## Records
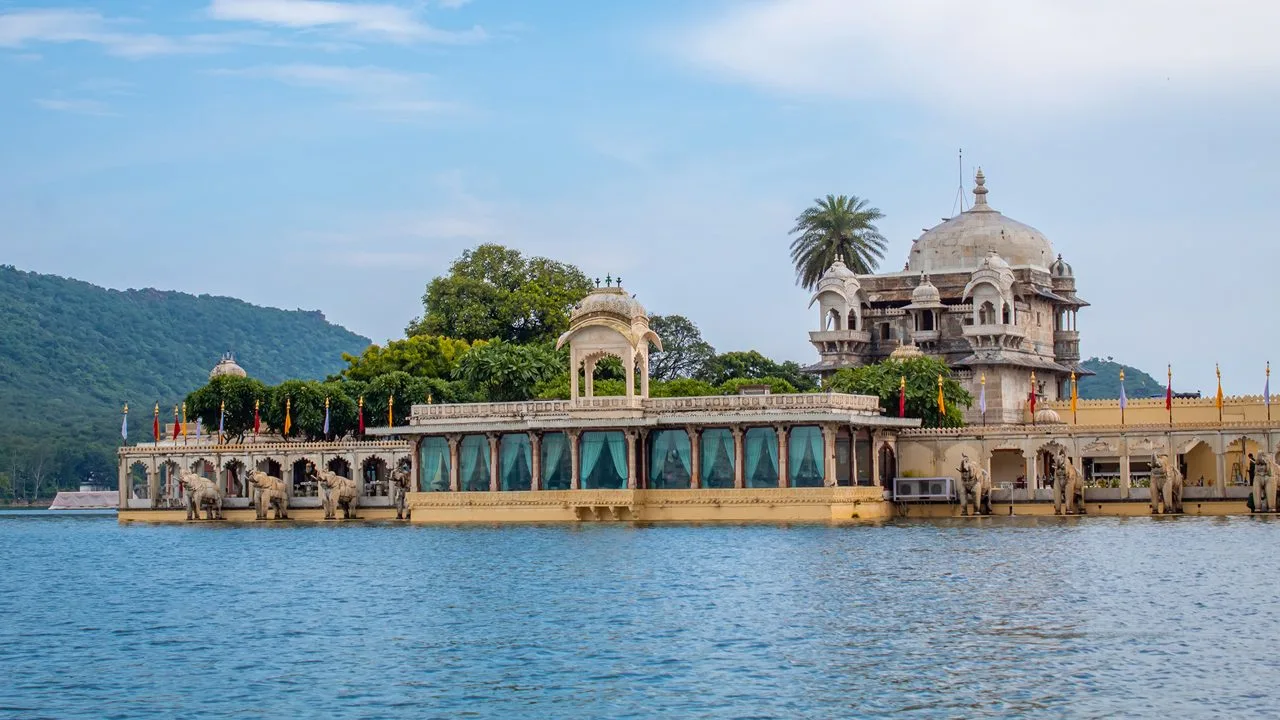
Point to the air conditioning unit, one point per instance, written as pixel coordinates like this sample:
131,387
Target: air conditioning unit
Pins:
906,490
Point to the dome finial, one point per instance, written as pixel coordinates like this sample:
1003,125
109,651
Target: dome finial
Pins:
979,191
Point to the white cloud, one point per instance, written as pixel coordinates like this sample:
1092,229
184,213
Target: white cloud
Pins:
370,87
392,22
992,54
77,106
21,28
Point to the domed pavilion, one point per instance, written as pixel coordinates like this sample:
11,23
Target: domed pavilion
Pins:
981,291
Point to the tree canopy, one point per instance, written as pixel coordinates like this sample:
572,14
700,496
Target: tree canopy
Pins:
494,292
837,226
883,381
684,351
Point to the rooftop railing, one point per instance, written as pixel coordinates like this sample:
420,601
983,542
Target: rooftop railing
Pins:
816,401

---

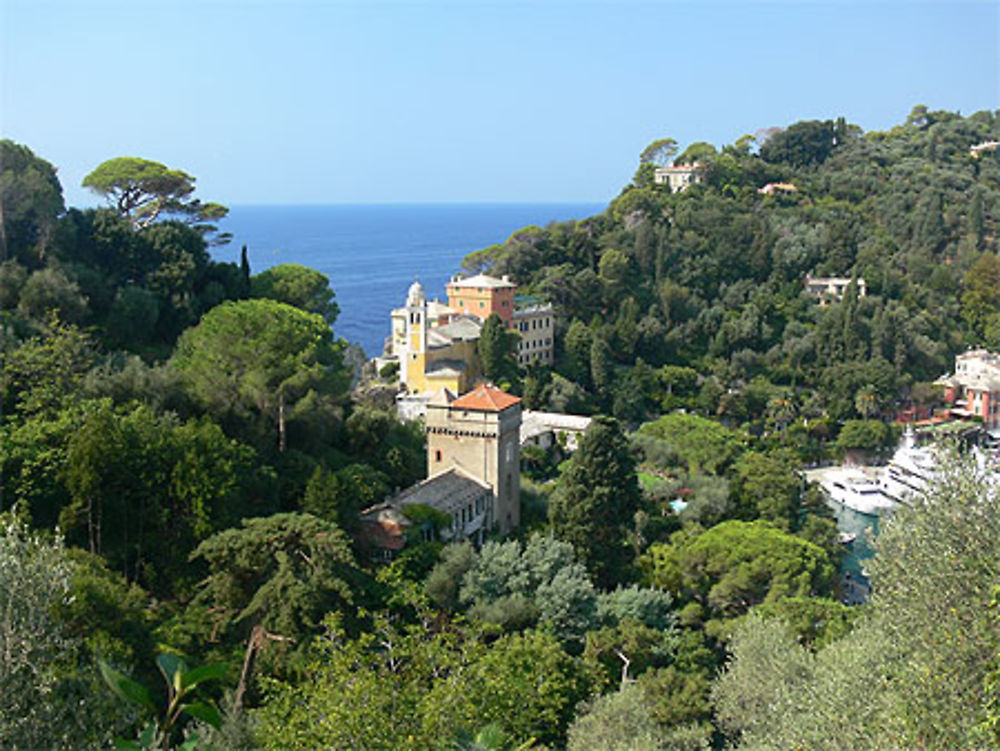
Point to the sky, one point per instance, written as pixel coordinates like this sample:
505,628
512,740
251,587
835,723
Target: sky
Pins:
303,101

## Work required
Output the lines above exactly, but only those between the line holding "Point to the air" and the line holding "Target: dome finial", inclusive.

## Solution below
Point to the air conditioning unit, one point per instance, written as pixel coordinates like this sample:
131,387
Target: air conditioning unit
Pins:
906,490
Point to the dome finial, one point per instance, written as pixel coordinates like this sample:
1003,125
109,651
Target: dome finial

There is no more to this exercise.